(Dataset entries)
++++++++++++++++++++
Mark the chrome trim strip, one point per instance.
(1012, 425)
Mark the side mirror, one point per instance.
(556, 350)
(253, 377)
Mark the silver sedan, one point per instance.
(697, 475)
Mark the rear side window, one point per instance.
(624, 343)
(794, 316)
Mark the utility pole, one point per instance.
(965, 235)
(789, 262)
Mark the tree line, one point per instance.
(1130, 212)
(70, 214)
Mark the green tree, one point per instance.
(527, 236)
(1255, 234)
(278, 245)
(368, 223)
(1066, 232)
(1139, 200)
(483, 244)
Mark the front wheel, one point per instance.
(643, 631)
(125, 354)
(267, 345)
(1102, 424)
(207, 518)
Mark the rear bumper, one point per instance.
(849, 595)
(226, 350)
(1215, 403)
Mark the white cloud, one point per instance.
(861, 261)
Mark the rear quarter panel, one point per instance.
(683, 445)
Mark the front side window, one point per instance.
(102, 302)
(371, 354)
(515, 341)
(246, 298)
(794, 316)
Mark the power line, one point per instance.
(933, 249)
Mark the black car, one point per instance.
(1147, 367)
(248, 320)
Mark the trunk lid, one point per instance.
++++++++++++++++++++
**Task prompt:** Lines from the one holding "Mark the silver" to the last line of the records: return these exactly, and only these.

**Written answer:**
Mark the silver sedan, one point per instance.
(697, 475)
Mark the rear side window, one point per instance.
(624, 343)
(794, 316)
Mark the utility pole, one point per instance.
(965, 235)
(789, 262)
Mark the tree line, one point per instance.
(1130, 212)
(70, 214)
Mark the green tree, one point per instance.
(527, 236)
(1255, 234)
(278, 245)
(368, 223)
(1066, 232)
(1139, 200)
(483, 244)
Mark the front wheel, one point per instance.
(643, 631)
(125, 354)
(267, 345)
(1102, 424)
(207, 518)
Mark the rear bumper, one point per instance.
(849, 595)
(226, 350)
(1215, 403)
Mark the white cloud, one point per instance.
(861, 261)
Mark the rear quarter panel, one point per instance.
(683, 445)
Mark the front side window, one point per instance.
(102, 302)
(371, 354)
(515, 341)
(246, 298)
(794, 316)
Mark the power line, one point per instance.
(933, 249)
Mark the black car, one point per instance.
(1147, 367)
(248, 320)
Mark the trunk lid, one point per instance.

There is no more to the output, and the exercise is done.